You're reminding me, Dan, of the novel in which Milan Kundera stated that the only thing unique to an individual is their suffering. I can't remember which novel he said it in though, IMMORTALITY? And lately I've begun to suspect that he was only really paraphrasing the first sentence of his favourite novel, ANNA KARENINA, though substituting suffering for unhappiness (if that is a substitution at all).
Then I'm reminded of Dostoyevsky...a life of terrible suffering...transmuted into the novels...the opening pages of NOTES FROM UNDERGROUND where the narrator analyses pain, and seems to see it as a possible horror, that those subjected to abuse and pain might come to enjoy the abuse at some stage.
THE MISFITS; STUDY OF SEXUAL OUTSIDERS, Colin Wilson's non-fiction book, gives some insights into these areas too, and the influence of De Sade and Masoch's writings on the modern Western mind (or the modern Western world's influence on De Sade and Masoch).

Then I'm reminded of the yogis. Patanjali's aphorism "Yoga is the cessation of the fluctuations of the mind". The avowed intent of the yogis to defeat suffering, and pain, believing them to be absolute obstacles to meditation and enlightenment.
Then again, the avowed intent of the yogi is to defeat Death itself (whatever the yogi means by this).
Of course, for the Christians, Christ makes the same promise.
In China, the chi kung master will work with damaged bodies and minds, believing that the chi or life force (called prans by the yogis) can be aroused and made to flow again, to afford healing.

In Knut Hamsun's 1890 novel, HUNGER, largely autobiographical, the protagonist, according to an essay on the book by Isaac Bashevis Singer, seems to use pain as a purging tool chosen by the unconscious mind, in a search for identity.

Hamsun himself, like Dostoyevsky, had been condemned to death in his twenties.
Dostoyevsky, by a political death sentence and fake execution, commuted to 8 years of exile and penal servitude.

▶ SUPPLIED MATERIAL:
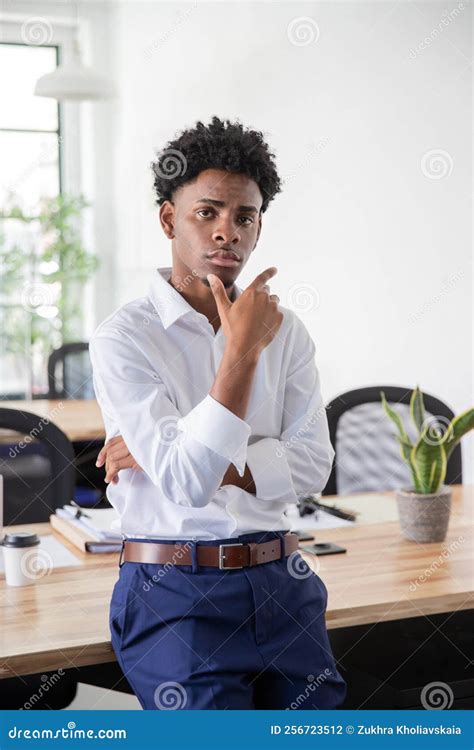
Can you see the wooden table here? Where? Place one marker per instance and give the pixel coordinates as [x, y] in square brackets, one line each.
[80, 420]
[62, 621]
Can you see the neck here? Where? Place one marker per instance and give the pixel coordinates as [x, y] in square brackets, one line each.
[196, 291]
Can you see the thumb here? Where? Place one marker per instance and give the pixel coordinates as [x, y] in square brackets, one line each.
[220, 294]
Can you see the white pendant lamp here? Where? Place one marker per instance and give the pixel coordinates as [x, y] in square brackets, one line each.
[72, 80]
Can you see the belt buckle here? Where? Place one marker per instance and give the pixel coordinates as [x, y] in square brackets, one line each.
[222, 566]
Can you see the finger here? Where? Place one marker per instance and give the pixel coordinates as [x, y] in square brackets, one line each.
[220, 295]
[263, 277]
[102, 455]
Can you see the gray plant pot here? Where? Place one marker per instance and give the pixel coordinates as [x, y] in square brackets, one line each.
[424, 518]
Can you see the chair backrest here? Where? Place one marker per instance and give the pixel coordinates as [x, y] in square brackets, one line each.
[38, 477]
[367, 455]
[70, 372]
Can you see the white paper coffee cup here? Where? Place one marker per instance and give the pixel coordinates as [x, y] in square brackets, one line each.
[20, 558]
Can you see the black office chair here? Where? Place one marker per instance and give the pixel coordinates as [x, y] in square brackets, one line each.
[367, 454]
[38, 477]
[70, 377]
[70, 372]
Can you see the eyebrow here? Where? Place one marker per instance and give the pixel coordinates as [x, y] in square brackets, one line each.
[212, 202]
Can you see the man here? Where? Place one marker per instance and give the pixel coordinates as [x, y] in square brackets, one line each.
[214, 419]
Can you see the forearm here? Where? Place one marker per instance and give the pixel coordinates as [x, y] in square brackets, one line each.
[233, 383]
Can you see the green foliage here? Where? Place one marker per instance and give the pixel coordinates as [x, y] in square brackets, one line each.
[55, 239]
[428, 456]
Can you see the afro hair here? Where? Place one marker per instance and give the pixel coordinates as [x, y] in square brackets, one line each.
[219, 145]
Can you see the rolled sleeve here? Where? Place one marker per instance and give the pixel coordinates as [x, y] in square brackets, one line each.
[215, 426]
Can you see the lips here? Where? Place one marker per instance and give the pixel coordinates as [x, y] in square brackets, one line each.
[226, 258]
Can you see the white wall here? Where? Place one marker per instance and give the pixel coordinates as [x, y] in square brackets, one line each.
[367, 231]
[360, 226]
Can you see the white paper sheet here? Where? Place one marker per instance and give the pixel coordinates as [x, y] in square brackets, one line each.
[52, 553]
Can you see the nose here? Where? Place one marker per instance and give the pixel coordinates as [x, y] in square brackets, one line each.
[226, 232]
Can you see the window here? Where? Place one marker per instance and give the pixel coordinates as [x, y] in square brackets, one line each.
[30, 158]
[30, 135]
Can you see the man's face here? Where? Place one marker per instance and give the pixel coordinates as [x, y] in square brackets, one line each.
[216, 215]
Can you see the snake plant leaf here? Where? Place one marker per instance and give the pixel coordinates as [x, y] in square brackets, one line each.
[396, 419]
[458, 427]
[429, 462]
[417, 409]
[406, 448]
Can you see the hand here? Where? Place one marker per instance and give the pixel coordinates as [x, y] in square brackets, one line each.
[252, 321]
[116, 457]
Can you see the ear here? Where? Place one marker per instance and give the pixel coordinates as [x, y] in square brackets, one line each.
[167, 218]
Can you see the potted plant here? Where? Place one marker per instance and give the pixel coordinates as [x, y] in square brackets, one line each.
[424, 508]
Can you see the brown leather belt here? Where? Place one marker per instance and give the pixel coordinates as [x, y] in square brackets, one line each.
[223, 556]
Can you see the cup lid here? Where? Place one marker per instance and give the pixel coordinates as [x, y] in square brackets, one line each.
[20, 539]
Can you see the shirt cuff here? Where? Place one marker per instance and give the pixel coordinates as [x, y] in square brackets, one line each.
[219, 429]
[270, 471]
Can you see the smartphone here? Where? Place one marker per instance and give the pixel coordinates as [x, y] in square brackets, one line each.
[303, 536]
[324, 548]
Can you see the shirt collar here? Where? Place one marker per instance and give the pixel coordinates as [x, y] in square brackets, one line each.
[168, 302]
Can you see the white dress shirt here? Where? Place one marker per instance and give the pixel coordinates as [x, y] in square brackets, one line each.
[154, 362]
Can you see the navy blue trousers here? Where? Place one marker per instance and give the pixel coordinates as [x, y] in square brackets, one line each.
[196, 637]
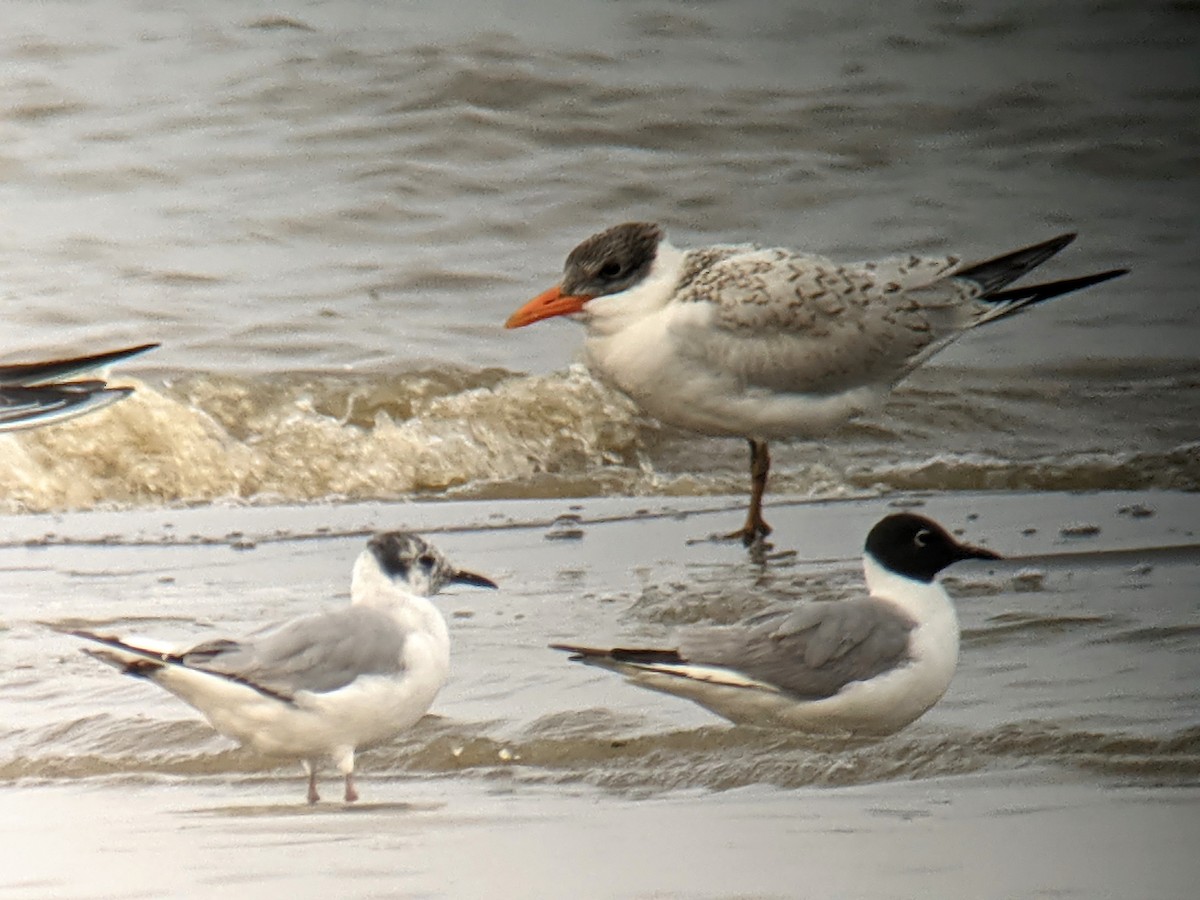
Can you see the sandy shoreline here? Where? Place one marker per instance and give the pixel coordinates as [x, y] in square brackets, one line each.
[1115, 576]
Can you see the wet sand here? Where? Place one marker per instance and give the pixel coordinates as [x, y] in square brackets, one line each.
[1063, 761]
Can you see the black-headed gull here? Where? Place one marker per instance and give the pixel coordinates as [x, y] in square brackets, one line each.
[868, 665]
[34, 394]
[322, 685]
[767, 343]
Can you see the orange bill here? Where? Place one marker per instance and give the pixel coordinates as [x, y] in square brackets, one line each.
[545, 306]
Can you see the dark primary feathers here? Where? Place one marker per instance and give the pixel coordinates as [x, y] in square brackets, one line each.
[810, 653]
[301, 655]
[33, 373]
[34, 394]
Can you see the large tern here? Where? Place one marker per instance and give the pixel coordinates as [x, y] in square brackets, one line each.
[323, 685]
[767, 343]
[867, 665]
[34, 394]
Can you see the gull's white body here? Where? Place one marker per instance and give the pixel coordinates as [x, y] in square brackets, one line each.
[334, 724]
[879, 706]
[864, 665]
[322, 685]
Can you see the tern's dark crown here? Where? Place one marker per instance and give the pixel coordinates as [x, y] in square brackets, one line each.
[612, 261]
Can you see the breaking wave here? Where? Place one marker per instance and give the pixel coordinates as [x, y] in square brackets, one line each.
[492, 433]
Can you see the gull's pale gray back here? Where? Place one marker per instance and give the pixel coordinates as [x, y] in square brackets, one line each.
[316, 653]
[811, 652]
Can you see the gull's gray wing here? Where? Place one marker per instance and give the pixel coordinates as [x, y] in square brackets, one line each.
[811, 652]
[317, 653]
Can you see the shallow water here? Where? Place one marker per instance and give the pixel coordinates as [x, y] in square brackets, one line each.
[325, 213]
[1072, 713]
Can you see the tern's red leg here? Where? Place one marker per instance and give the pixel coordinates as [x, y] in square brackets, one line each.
[312, 797]
[760, 467]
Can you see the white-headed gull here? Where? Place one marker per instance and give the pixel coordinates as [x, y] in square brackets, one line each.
[322, 685]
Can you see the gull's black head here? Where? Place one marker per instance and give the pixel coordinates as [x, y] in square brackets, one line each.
[918, 547]
[612, 261]
[418, 565]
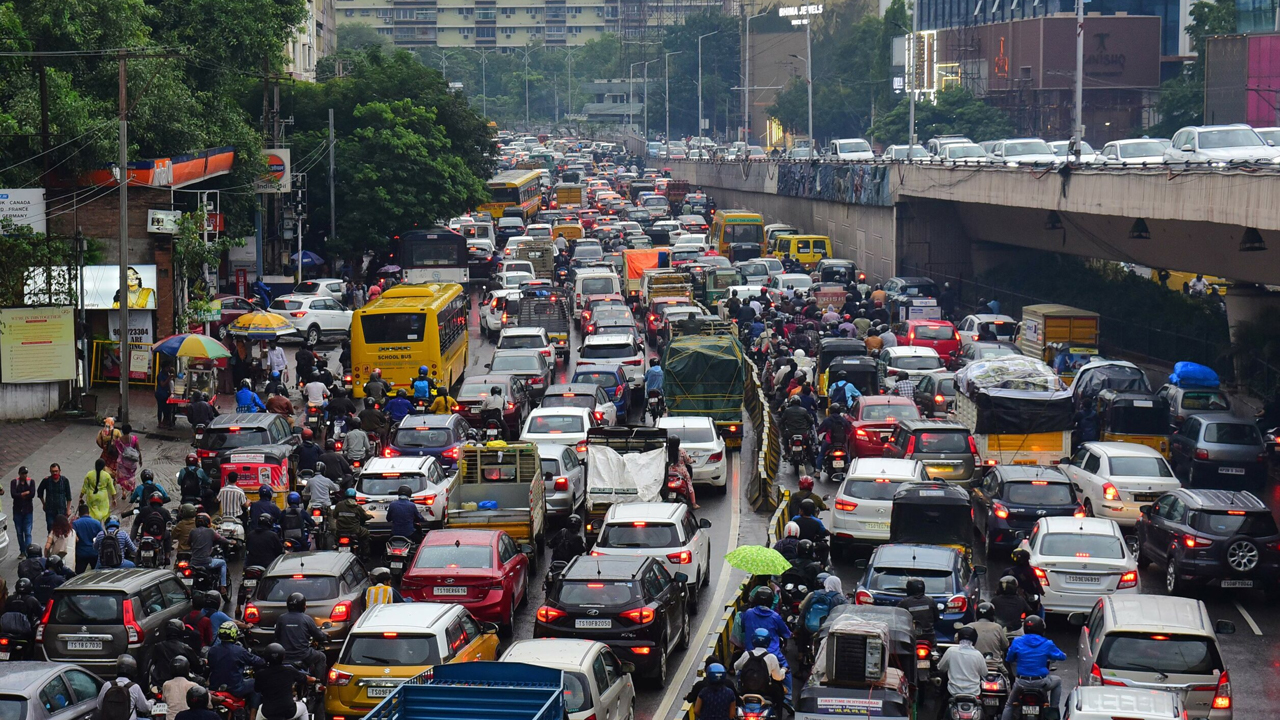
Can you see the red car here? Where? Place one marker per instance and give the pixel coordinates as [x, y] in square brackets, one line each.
[874, 418]
[483, 570]
[940, 335]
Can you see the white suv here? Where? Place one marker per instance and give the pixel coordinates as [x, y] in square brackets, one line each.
[865, 500]
[663, 531]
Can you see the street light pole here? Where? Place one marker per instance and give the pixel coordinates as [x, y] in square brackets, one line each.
[666, 96]
[700, 81]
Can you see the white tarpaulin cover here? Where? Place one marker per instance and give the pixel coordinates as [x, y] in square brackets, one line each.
[613, 478]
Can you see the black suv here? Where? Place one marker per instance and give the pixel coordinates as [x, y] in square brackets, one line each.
[630, 604]
[216, 440]
[1210, 537]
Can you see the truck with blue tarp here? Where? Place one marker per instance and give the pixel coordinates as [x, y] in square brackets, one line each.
[479, 691]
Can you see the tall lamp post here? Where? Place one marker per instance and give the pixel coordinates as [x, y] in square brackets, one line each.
[700, 81]
[666, 96]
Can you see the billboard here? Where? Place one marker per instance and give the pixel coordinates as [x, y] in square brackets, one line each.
[37, 345]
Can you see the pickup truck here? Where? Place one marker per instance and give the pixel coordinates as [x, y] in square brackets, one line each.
[511, 477]
[511, 691]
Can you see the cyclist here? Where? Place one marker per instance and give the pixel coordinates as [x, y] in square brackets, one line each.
[1029, 655]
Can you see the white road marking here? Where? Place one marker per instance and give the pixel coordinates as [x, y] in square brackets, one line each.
[1247, 618]
[713, 611]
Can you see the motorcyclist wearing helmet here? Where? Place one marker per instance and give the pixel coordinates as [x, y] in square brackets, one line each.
[767, 683]
[295, 630]
[127, 678]
[228, 661]
[350, 519]
[1029, 655]
[567, 542]
[991, 634]
[398, 408]
[923, 609]
[964, 665]
[403, 515]
[296, 523]
[1010, 606]
[265, 505]
[786, 546]
[263, 545]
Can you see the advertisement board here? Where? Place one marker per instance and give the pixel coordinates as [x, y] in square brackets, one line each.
[37, 345]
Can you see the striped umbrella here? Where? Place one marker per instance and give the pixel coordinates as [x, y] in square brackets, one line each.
[191, 345]
[261, 326]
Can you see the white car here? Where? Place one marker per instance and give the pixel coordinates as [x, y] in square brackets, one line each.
[597, 684]
[380, 479]
[615, 347]
[663, 531]
[1079, 560]
[560, 425]
[863, 506]
[1115, 479]
[314, 315]
[698, 437]
[528, 338]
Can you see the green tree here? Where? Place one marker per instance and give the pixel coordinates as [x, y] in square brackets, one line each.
[1182, 98]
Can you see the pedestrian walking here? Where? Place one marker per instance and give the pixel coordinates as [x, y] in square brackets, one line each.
[105, 440]
[23, 492]
[55, 496]
[128, 460]
[99, 491]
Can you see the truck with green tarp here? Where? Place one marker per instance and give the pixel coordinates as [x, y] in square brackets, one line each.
[707, 376]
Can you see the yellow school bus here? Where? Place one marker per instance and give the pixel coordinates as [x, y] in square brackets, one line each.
[731, 227]
[515, 188]
[407, 327]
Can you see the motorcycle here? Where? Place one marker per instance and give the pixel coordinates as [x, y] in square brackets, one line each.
[398, 552]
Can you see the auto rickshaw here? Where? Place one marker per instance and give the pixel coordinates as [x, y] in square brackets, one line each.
[1134, 417]
[830, 349]
[259, 465]
[933, 514]
[872, 665]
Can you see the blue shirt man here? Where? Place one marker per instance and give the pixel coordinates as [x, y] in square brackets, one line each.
[653, 379]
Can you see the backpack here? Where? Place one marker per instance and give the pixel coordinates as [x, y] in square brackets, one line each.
[117, 703]
[818, 610]
[754, 675]
[109, 554]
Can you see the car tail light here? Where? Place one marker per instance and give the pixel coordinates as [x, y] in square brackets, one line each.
[640, 615]
[341, 613]
[1223, 695]
[547, 614]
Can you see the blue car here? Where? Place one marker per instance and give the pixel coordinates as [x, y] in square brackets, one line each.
[611, 378]
[947, 579]
[437, 436]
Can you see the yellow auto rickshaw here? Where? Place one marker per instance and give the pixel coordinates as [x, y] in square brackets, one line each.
[1141, 418]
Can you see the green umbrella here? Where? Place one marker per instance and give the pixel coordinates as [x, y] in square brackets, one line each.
[758, 560]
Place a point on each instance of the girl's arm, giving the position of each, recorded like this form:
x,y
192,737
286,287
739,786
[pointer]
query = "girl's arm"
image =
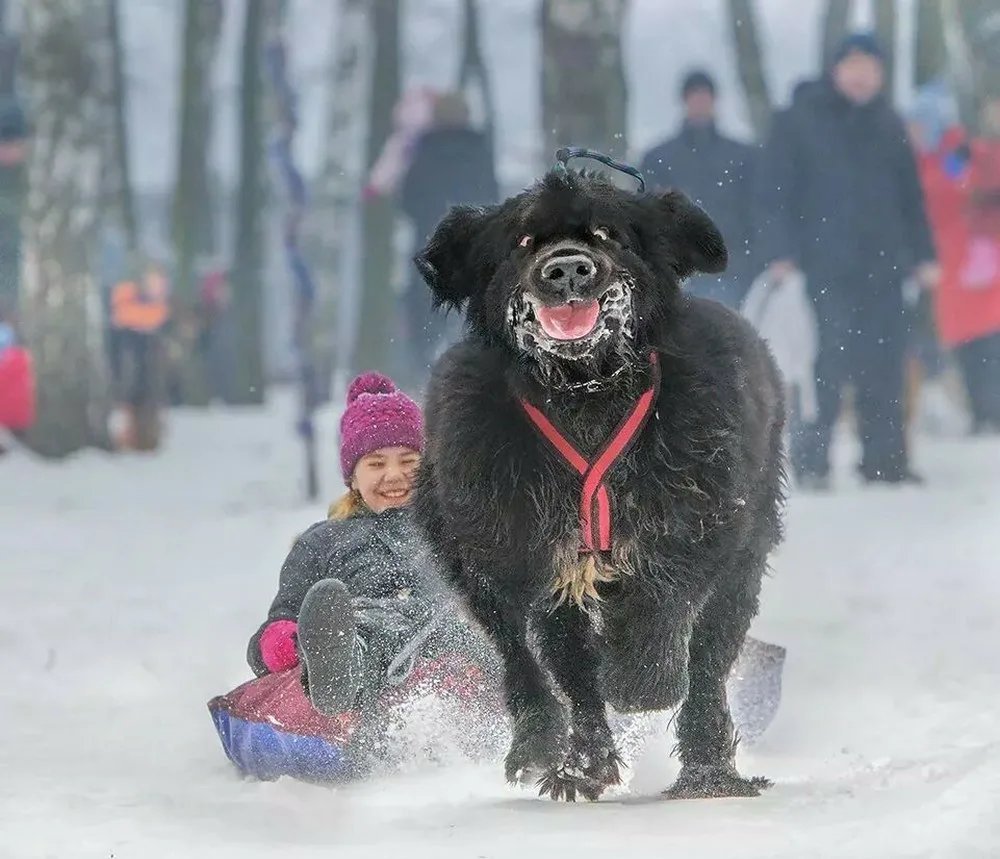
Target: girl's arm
x,y
273,646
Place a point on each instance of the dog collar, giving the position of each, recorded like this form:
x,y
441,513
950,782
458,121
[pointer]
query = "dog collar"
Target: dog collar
x,y
596,519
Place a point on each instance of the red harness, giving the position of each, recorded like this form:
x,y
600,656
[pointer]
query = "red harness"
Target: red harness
x,y
595,501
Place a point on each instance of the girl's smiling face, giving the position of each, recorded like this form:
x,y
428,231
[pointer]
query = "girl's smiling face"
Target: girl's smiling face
x,y
384,478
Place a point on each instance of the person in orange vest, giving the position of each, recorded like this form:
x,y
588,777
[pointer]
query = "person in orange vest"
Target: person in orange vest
x,y
140,309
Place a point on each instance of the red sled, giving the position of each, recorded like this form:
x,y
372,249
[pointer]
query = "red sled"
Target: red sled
x,y
268,727
17,389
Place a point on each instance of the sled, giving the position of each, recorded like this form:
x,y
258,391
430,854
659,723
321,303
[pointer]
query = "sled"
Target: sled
x,y
268,727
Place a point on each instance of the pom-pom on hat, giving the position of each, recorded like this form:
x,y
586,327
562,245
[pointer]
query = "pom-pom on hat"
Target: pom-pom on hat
x,y
378,415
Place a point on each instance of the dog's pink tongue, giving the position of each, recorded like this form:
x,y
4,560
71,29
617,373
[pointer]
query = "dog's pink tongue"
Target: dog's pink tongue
x,y
569,321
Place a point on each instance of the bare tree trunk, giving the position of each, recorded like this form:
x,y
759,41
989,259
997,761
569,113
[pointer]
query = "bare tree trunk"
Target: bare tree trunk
x,y
836,22
750,64
981,22
961,62
64,64
931,59
379,217
119,108
472,69
335,202
584,91
885,27
249,257
193,225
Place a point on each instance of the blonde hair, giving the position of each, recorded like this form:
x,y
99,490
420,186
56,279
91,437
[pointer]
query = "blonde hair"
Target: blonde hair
x,y
349,504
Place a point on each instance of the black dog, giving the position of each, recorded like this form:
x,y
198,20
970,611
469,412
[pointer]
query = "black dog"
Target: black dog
x,y
603,474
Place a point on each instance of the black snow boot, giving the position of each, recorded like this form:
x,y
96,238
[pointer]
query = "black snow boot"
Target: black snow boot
x,y
328,640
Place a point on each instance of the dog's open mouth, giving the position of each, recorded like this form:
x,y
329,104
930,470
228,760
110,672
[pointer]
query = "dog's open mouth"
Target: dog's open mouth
x,y
573,330
569,321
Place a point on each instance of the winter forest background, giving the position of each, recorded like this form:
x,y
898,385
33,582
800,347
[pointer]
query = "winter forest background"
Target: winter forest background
x,y
134,564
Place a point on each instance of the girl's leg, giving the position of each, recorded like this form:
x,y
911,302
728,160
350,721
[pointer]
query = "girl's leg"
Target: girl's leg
x,y
332,657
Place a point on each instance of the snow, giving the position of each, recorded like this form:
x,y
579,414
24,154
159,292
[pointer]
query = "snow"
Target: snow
x,y
130,585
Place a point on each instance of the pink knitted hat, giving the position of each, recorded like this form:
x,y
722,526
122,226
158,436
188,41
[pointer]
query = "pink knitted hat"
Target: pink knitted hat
x,y
378,415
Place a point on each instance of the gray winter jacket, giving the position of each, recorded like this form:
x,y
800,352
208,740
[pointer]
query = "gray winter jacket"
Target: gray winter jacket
x,y
402,605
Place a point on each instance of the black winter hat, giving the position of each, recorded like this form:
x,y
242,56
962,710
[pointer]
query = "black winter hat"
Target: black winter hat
x,y
858,43
695,80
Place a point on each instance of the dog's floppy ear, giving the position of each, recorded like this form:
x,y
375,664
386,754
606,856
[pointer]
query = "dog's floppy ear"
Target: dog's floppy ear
x,y
449,262
676,229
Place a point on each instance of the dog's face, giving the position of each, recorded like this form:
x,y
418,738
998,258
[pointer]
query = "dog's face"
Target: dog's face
x,y
573,273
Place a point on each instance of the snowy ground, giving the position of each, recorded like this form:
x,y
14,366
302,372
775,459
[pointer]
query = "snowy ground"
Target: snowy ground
x,y
128,587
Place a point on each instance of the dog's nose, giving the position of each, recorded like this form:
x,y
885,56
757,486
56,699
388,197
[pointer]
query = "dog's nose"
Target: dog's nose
x,y
566,275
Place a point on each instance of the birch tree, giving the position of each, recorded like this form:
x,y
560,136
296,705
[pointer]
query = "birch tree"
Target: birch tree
x,y
65,59
249,258
379,216
750,65
332,223
584,92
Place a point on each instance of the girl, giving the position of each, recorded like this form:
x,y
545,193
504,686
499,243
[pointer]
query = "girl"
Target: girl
x,y
359,597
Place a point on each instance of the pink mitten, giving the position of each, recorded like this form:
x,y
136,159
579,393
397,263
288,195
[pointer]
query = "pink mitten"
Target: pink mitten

▶ PROBLEM DESCRIPTION:
Retype the passage on suffering word for word, starting at "THE MISFITS; STUDY" and ending at "the same promise.".

▶ EXERCISE RESPONSE:
THE MISFITS; STUDY OF SEXUAL OUTSIDERS, Colin Wilson's non-fiction book, gives some insights into these areas too, and the influence of De Sade and Masoch's writings on the modern Western mind (or the modern Western world's influence on De Sade and Masoch).

Then I'm reminded of the yogis. Patanjali's aphorism "Yoga is the cessation of the fluctuations of the mind". The avowed intent of the yogis to defeat suffering, and pain, believing them to be absolute obstacles to meditation and enlightenment.
Then again, the avowed intent of the yogi is to defeat Death itself (whatever the yogi means by this).
Of course, for the Christians, Christ makes the same promise.